------ Excerpt to read ------

# Create and Load TFRecords

A simple TensorFlow 2.0 example to parse a dataset into TFRecord format, and then read that dataset.

In this example, the Titanic Dataset (in CSV format) will be used as a toy dataset, for parsing all the dataset features into TFRecord format, and then building an input pipeline that can be used for training models.

In [1]:
import csv
import requests
import tensorflow as tf

In [2]:

# Download Titanic dataset (in csv format).
d = requests.get("https://raw.githubusercontent.com/tflearn/tflearn.github.io/master/resources/titanic_dataset.csv")
with open("titanic_dataset.csv", "wb") as f:
    f.write(d.content)

In [5]:
# Generate Integer Features.
def build_int64_feature(data):
    return tf.train.Feature(int64_list=tf.train.Int64List(value=[data]))

# Generate Float Features.
def build_float_feature(data):
    return tf.train.Feature(float_list=tf.train.FloatList(value=[data]))

# Generate String Features.
def build_string_feature(data):
    return tf.train.Feature(bytes_list=tf.train.BytesList(value=[data]))

# Generate a TF `Example`, parsing all features of the dataset.

------

_Prompt a_
Render the stretch of the records from their start through the line containing "49), (122, 44)]" as a two-column CSV with the columns instruction and response. Give one row per record, put each value in a single quoted field, and replace line breaks with spaces.

------ Data entries ------

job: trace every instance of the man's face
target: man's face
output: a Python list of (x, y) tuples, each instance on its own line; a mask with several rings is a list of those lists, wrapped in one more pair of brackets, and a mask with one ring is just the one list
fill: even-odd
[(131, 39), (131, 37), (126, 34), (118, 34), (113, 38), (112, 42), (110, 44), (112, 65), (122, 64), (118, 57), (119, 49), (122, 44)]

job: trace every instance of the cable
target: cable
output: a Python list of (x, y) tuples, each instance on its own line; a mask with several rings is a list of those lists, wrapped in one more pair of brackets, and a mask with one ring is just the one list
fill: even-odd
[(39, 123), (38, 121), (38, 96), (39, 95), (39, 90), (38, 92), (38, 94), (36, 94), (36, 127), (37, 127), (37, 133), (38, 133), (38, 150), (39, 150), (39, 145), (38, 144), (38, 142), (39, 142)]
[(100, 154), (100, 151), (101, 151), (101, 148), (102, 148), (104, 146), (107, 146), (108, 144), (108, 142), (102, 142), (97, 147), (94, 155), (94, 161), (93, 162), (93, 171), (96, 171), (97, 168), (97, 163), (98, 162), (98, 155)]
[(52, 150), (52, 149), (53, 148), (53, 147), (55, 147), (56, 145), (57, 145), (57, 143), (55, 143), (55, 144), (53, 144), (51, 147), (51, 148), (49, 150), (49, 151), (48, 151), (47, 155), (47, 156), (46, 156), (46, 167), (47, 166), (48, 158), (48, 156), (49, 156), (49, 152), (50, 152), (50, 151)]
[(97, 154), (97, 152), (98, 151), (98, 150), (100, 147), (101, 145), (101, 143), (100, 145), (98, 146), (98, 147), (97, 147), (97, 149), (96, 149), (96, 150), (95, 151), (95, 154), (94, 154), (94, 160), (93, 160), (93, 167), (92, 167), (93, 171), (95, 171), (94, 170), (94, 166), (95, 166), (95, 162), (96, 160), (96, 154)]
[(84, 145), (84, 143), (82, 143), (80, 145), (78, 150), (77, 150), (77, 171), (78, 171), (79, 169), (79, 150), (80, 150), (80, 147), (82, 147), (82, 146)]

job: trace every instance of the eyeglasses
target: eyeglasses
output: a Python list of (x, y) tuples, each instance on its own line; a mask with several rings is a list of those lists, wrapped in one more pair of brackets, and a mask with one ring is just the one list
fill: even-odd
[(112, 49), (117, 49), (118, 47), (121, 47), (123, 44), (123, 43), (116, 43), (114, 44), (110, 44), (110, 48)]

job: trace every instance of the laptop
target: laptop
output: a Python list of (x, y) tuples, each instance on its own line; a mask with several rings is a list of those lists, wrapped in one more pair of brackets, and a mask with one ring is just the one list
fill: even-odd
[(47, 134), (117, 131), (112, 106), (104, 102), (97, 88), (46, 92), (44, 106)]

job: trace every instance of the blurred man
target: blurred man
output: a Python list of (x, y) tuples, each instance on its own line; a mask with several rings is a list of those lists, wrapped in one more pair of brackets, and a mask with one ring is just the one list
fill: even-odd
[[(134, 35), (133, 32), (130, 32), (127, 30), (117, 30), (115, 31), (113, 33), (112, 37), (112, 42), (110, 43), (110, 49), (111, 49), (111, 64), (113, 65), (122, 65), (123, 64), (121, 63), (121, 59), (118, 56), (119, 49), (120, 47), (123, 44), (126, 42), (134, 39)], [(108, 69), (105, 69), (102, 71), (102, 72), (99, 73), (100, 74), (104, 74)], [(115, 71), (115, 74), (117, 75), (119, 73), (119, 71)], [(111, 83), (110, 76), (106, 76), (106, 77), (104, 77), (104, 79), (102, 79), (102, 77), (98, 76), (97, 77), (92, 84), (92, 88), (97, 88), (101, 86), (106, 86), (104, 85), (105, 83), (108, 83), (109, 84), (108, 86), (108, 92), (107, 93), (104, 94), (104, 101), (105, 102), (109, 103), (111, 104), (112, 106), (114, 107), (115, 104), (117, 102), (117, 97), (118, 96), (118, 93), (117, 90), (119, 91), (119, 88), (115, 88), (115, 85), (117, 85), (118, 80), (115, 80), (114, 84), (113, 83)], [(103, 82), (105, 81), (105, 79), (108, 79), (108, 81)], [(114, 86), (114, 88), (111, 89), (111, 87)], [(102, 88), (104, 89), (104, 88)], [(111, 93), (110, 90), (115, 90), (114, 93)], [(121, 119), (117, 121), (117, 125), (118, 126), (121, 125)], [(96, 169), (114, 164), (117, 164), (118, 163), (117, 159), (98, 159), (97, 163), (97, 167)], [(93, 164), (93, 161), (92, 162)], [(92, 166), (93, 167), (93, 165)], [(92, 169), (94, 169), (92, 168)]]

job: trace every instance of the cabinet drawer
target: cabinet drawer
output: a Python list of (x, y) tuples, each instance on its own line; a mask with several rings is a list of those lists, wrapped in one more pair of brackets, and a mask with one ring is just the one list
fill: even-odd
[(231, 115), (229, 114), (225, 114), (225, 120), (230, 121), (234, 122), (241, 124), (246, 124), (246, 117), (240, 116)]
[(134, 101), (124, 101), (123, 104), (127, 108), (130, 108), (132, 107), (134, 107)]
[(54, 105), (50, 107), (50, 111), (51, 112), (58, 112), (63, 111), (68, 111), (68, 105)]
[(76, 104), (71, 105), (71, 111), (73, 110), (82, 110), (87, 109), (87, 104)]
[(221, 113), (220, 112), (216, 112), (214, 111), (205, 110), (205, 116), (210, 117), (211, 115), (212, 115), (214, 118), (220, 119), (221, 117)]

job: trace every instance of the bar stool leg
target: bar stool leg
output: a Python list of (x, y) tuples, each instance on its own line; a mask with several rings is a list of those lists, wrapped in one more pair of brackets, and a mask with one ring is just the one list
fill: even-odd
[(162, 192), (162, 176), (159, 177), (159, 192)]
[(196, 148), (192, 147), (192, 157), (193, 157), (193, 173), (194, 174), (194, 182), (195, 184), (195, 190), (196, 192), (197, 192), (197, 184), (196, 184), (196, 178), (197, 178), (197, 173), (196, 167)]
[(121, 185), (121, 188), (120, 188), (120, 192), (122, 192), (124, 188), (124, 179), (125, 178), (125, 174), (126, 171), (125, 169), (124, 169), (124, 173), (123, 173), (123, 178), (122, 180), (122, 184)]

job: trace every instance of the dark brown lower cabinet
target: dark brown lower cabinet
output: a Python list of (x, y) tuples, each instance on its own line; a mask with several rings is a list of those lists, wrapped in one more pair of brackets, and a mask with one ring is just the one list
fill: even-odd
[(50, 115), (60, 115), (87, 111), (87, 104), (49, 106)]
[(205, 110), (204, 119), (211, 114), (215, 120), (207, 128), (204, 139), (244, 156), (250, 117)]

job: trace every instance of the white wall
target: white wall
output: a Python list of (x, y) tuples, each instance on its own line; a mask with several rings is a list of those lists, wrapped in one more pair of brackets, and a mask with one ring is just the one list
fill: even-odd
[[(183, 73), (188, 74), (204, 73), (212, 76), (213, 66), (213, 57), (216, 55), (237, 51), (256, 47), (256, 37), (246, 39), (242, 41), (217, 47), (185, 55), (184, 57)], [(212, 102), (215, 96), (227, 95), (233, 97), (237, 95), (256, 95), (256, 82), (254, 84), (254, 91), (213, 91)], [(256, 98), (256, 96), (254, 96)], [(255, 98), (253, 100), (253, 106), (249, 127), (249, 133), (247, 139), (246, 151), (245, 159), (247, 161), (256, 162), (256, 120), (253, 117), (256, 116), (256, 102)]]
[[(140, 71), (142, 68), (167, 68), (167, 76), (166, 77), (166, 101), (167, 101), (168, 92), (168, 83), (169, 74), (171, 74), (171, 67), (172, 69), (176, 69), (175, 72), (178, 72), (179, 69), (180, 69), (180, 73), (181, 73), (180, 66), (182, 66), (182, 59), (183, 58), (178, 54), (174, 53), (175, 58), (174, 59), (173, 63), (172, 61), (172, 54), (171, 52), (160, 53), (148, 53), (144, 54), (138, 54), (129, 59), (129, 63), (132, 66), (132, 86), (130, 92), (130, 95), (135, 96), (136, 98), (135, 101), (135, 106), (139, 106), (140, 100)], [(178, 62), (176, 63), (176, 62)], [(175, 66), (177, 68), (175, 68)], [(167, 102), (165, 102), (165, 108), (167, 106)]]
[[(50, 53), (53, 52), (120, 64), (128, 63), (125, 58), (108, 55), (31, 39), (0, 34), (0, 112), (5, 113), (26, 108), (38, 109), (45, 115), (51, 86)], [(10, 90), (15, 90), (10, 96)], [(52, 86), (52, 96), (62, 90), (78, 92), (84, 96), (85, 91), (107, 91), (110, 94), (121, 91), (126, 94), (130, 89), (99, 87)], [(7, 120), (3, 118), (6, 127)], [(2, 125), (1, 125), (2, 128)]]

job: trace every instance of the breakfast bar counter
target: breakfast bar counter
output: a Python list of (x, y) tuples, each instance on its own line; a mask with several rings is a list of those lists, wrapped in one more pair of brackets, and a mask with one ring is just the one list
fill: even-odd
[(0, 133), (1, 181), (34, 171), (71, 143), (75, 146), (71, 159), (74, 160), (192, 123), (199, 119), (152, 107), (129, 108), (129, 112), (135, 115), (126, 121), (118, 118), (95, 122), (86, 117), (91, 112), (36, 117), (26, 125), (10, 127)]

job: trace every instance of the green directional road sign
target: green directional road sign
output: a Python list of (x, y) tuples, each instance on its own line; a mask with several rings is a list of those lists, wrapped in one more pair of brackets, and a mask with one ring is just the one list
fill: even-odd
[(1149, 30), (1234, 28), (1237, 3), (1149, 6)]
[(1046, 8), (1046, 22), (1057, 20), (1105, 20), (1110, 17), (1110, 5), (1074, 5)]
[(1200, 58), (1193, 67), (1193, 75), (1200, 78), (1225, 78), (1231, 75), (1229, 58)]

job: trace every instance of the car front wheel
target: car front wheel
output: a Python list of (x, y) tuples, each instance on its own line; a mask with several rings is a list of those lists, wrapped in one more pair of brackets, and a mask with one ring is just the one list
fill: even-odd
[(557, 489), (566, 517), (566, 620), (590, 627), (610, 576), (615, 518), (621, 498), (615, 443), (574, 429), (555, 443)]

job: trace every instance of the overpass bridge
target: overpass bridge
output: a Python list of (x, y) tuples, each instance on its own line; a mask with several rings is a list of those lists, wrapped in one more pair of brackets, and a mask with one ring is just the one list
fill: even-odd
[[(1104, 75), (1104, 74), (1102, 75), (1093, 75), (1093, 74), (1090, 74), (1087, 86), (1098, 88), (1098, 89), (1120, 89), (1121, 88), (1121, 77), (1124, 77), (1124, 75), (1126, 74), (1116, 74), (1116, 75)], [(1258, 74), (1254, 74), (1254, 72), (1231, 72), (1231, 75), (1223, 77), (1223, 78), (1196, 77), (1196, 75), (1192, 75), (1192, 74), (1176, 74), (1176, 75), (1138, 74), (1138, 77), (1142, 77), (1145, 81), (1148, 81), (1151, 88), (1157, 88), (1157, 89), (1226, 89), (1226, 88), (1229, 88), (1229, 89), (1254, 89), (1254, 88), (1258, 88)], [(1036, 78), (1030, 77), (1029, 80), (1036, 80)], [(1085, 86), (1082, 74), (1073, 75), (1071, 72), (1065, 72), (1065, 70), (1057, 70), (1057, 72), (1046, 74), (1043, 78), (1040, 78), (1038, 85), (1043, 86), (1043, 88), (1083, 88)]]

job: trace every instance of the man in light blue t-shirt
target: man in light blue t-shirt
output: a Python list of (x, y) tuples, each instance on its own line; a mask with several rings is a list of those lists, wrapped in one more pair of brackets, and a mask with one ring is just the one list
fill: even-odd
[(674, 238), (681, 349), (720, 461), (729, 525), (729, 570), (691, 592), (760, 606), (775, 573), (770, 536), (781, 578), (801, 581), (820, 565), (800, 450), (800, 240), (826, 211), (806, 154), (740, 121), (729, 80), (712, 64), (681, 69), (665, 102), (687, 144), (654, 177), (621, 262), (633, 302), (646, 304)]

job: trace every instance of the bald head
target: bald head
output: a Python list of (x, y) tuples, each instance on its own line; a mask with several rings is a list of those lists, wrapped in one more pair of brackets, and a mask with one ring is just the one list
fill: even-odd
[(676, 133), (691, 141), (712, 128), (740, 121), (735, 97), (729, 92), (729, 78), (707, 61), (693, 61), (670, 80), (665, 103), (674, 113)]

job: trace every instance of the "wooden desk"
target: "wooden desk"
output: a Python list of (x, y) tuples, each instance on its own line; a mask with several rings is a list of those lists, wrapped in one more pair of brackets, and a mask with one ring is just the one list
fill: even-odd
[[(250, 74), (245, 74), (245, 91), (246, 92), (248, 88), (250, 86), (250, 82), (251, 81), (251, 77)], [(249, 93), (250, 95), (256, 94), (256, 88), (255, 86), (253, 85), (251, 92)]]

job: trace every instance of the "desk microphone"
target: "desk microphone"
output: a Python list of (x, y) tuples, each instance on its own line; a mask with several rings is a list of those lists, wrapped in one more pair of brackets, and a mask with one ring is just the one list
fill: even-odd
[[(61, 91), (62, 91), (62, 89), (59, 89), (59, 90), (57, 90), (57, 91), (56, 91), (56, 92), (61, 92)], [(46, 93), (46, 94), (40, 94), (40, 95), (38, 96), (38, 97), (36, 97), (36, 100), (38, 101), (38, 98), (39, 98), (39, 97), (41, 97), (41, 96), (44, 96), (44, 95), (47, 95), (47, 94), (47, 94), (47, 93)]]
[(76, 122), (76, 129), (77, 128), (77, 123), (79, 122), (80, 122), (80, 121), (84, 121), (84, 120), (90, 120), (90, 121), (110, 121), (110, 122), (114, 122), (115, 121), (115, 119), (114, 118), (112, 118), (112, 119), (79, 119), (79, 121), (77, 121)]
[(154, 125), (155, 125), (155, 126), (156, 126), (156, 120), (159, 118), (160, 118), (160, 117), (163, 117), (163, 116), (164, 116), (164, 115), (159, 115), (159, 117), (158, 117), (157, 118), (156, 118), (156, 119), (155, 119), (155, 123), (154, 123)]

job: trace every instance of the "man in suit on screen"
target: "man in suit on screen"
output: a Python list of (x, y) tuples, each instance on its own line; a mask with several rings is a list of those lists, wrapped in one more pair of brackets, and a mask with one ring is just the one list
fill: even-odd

------

_Prompt b_
Quote the stretch of the TFRecords tutorial from "In this example, the" through "for training models.".

_Response a_
instruction,response
"job: trace every instance of the man's face target: man's face output: a Python list of (x, y) tuples, each instance on its own line; a mask with several rings is a list of those lists, wrapped in one more pair of brackets, and a mask with one ring is just the one list fill: even-odd","[(131, 39), (131, 37), (126, 34), (118, 34), (113, 38), (112, 42), (110, 44), (112, 65), (122, 64), (118, 57), (119, 49), (122, 44)]"

_Response b_
In this example, the Titanic Dataset (in CSV format) will be used as a toy dataset, for parsing all the dataset features into TFRecord format, and then building an input pipeline that can be used for training models.